__WRITTEN TASK 1__. Duplicate the stretch of the passage on Canale peaches that opens with the words containing "So, Roero is" and closes with "the real thing.".
[Opening PAGE EXTRACT section]
The peaches of Canale are characterized by their white pulp. The better one, as well as the more renown, are the "Borlotto" and the "San Pietro" variety. The first variety is named after the farmer who first produced them, Achille Borlotto; the second one after the namesake saint. These two varieties ripen in July.
The "Giallo del Porretto" variety has a very characteristic yellow skin as well as a yellow pulp. It ripens in early August. The "Krummel October" variety, also a peach with yellow pulp, ripens in late September and early October.
What remains today of the famous peaches of Canale are but few fruit orchards tended by a handful of farmers, and a delicious dessert: "Pesche Ripiene" (Stuffed Peaches).
So, Roero is left with at least one dessert, out of all this, which is specifically associated with it: if it is true that one can prepare this delicacy with any peach fruit that can be easily split in two halves, it is also true that it is only with Roero's peaches that you can taste the real thing.
[Closing PAGE EXTRACT section]
[Opening RAW DATA section]
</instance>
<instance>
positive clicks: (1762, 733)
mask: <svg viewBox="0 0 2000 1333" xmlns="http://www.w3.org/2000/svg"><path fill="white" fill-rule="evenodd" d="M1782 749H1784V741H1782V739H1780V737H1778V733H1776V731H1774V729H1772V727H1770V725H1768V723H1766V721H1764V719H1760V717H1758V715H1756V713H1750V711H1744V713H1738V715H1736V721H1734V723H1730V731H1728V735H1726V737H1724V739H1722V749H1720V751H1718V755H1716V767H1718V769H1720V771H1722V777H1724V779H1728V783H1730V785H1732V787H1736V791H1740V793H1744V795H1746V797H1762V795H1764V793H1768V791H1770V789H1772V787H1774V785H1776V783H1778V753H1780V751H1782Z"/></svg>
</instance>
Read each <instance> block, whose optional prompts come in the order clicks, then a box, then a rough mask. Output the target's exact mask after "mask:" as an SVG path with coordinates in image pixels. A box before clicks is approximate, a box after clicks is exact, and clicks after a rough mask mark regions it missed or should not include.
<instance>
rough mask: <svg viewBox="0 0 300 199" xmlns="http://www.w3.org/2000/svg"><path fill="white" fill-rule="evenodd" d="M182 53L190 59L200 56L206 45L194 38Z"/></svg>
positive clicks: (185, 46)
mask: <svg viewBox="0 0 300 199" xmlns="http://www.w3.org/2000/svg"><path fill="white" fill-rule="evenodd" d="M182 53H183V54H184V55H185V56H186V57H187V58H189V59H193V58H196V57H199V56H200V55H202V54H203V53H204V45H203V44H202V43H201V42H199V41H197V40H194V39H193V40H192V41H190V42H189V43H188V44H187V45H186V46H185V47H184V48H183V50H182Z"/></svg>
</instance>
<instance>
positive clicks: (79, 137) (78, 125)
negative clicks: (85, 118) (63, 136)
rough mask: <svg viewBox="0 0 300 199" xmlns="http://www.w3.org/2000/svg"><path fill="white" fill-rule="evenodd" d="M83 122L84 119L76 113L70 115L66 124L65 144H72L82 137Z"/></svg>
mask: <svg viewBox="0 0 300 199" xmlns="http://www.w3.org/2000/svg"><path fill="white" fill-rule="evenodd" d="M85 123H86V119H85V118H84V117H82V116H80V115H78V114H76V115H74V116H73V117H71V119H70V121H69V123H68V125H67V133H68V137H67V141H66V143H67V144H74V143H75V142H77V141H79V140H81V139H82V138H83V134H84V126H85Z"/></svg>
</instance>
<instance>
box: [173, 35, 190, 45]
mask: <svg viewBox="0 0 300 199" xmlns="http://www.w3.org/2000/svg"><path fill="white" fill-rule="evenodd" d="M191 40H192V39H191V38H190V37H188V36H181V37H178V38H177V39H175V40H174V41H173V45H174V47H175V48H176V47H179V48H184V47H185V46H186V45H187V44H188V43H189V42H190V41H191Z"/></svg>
[Closing RAW DATA section]
__WRITTEN TASK 2__. Pull out every line of the entries that holds the string "positive", matching case.

__EXERCISE RESPONSE 1__.
So, Roero is left with at least one dessert, out of all this, which is specifically associated with it: if it is true that one can prepare this delicacy with any peach fruit that can be easily split in two halves, it is also true that it is only with Roero's peaches that you can taste the real thing.

__EXERCISE RESPONSE 2__.
positive clicks: (1762, 733)
positive clicks: (185, 46)
positive clicks: (79, 137) (78, 125)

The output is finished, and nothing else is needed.